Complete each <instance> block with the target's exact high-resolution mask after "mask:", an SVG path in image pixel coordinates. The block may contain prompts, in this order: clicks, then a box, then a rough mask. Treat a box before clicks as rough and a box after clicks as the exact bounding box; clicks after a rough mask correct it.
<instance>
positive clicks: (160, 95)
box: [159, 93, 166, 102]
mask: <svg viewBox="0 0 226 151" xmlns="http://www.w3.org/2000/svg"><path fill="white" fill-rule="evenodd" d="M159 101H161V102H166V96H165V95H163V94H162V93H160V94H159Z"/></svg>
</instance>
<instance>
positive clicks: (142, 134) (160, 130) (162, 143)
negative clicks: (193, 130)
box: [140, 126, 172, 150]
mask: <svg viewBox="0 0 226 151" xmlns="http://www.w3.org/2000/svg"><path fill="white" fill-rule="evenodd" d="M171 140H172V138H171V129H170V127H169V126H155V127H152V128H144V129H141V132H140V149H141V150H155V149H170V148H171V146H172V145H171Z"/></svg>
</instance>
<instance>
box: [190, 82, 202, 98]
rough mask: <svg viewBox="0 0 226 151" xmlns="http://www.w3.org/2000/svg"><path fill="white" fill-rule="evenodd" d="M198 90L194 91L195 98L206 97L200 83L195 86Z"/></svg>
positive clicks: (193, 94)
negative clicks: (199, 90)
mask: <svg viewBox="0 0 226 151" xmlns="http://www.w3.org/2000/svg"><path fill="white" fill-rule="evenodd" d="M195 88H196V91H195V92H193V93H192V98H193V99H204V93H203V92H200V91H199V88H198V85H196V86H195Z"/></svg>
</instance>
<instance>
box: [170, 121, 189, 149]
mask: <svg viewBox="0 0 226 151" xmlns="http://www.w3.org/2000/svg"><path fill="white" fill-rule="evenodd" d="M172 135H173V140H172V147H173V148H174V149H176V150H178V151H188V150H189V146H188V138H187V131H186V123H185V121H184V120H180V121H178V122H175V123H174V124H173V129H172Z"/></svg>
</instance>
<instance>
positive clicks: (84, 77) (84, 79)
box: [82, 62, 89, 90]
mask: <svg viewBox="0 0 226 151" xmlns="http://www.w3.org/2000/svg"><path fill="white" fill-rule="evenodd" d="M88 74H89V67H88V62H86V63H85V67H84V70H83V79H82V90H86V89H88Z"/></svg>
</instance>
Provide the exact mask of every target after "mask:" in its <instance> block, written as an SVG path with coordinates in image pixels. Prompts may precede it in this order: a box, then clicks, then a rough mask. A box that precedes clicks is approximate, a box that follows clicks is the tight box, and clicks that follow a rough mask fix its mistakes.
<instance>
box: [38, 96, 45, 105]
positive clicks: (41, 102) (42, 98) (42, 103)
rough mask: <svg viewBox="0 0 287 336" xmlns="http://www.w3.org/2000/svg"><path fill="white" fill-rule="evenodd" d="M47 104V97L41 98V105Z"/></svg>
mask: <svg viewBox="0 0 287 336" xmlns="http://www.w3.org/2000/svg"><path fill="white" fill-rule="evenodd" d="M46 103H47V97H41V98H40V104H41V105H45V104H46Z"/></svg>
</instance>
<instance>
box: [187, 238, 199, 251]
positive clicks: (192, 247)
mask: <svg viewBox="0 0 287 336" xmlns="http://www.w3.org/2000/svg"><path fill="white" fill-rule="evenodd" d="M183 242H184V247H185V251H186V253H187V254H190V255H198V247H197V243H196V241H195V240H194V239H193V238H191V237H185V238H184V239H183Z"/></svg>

====================

[ASSIGNED TASK]
Display each line of the data above that contains the string "positive". Letter case must match.

[ANSWER TO THIS TASK]
positive clicks: (160, 95)
positive clicks: (142, 134) (160, 130) (162, 143)
positive clicks: (193, 94)
positive clicks: (84, 77) (84, 79)
positive clicks: (41, 102) (42, 98) (42, 103)
positive clicks: (192, 247)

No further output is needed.